■ Exercise details ■
The entries below are to be transcribed in full, without their images.

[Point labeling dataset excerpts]
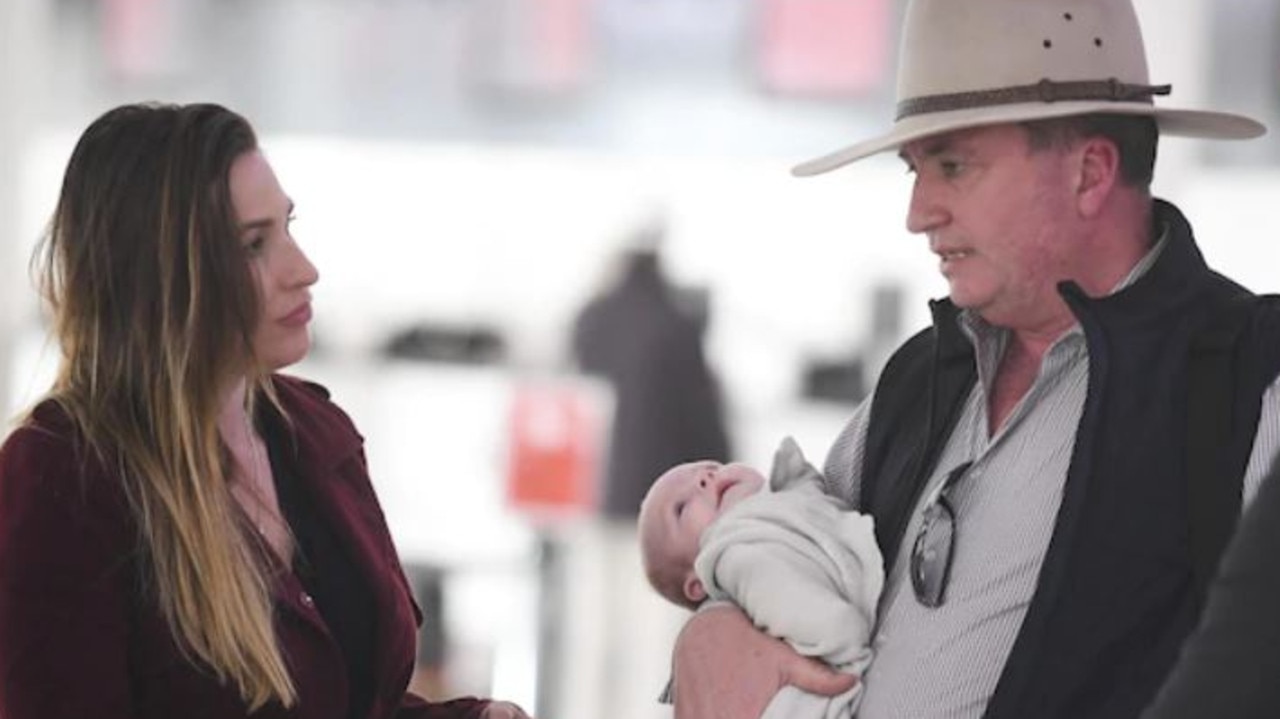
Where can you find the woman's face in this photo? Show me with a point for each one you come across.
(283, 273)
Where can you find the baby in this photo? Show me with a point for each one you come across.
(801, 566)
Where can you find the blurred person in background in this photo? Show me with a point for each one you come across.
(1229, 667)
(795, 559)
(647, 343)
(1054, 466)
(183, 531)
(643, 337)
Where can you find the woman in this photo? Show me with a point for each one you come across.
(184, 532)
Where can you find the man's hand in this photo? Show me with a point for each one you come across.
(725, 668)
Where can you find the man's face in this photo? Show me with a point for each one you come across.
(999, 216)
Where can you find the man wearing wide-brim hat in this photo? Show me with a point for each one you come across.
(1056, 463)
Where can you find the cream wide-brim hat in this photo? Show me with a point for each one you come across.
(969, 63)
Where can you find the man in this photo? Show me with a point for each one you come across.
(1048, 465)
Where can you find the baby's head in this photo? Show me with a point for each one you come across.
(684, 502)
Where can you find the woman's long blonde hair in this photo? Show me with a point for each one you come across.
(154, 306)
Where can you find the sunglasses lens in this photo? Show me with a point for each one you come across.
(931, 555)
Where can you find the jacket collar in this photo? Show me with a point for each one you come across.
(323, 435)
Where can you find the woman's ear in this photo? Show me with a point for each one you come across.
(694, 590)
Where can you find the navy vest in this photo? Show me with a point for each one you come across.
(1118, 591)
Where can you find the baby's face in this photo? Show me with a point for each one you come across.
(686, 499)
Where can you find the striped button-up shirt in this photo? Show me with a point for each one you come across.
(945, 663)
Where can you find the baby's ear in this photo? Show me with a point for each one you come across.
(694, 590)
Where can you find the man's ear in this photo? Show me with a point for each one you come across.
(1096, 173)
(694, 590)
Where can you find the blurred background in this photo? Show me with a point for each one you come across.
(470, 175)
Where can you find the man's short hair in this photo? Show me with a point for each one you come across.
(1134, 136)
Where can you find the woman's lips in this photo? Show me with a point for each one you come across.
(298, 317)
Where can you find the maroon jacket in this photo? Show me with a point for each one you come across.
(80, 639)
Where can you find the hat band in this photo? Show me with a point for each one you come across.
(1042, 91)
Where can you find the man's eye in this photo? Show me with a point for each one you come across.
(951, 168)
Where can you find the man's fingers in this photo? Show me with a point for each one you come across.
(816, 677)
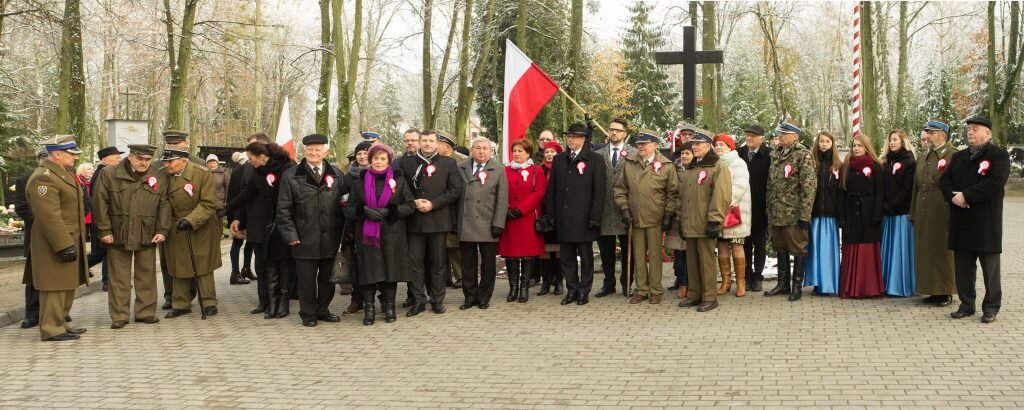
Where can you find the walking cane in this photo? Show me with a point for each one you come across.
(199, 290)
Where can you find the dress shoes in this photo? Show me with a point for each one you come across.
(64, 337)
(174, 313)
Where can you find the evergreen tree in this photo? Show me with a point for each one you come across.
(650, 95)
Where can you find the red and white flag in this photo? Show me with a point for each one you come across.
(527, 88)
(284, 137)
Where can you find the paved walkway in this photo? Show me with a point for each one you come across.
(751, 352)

■ Reply ■
Where can you find the woman's face in this photo? Show me with a point for each one you come across.
(283, 273)
Where can you find the baby in this photo? Show me with a point for each one you come across.
(801, 566)
Where can you find the blurred person in background in this photo? Show me with a point for each one you come across.
(1229, 667)
(795, 559)
(647, 343)
(1054, 466)
(183, 531)
(643, 337)
Where can you find the woman in this photo? Show me with a point for each one you come across.
(184, 532)
Where can you find the man's hand in this photo? Show me with a point for each one you come across.
(725, 668)
Where can you find the man's face in this photo? Show me with a point for each one you come across.
(999, 216)
Where can you find the man wearing wide-brim hat in this photo? Show me with a point for each one you come across.
(1056, 463)
Where can you find the cream wide-brim hat in this photo? Show me with a point for each one you come across.
(969, 63)
Where can you find the man in this photo? Show me with a point for each one you come across.
(1048, 465)
Where can you find the baby's head in this photo? Show me with a point for each one you come across.
(684, 502)
Where can you find the woman's long blonde hair in this photo? Show me with a point for each one you come across.
(154, 306)
Where can you find the sunglasses lens in this photo? Show me with a point for each one you come across.
(931, 555)
Where can you find the jacket collar in this photo? Show me with a point for each one you come across.
(323, 435)
Where can you find the woman's ear in this photo? Show me with a point for each one you come across.
(694, 590)
Where can you find the navy vest in this photo? Show me with a point for each one you come across.
(1118, 591)
Where can you find the baby's face in this photo? Show me with a point for each one you come across.
(686, 499)
Where can you find the striped button-up shirt in this photo? Show me with a point for each one you come across.
(945, 663)
Where can you find the baby's ear in this photo? Show me with a point for each one you come across.
(694, 590)
Where can you find the man's ear in this photo? Show me with a point for each one you come across.
(1096, 173)
(694, 590)
Where can you find the blurred background in this photo? Show me with a point for each one you come across.
(470, 175)
Where can you find the man's short hair in this photo? Show me with a point for each one you come across.
(1134, 136)
Where can you find the woman's lips in this photo? Show me with a point for each one you come across.
(298, 317)
Where can you find the maroon jacket in this photo? Show me with a point for each one you come across.
(80, 639)
Where can you find the hat band in this photo? Show me with a point for each one you come across.
(1042, 91)
Where can you find the man's eye in this photo? Show me with a point for each one you come across.
(951, 168)
Where can you find the man's fingers in this photo? Show me with a point for each one you come across.
(816, 677)
Where can you find the walking cane in this photo? Show me with a point for each one you come across.
(199, 290)
Where can you find the dress shoes in this photo? Show me with a point for each one you come across.
(64, 337)
(174, 313)
Where can you find the evergreen tree in this photo? Show me with a point for each one you come across.
(650, 95)
Where can you find the red and white flag in this photo? Show me with a point for each one you come across.
(527, 88)
(284, 137)
Where can you find the paved walkway in this photo? Show me with a point for each one you come across.
(751, 352)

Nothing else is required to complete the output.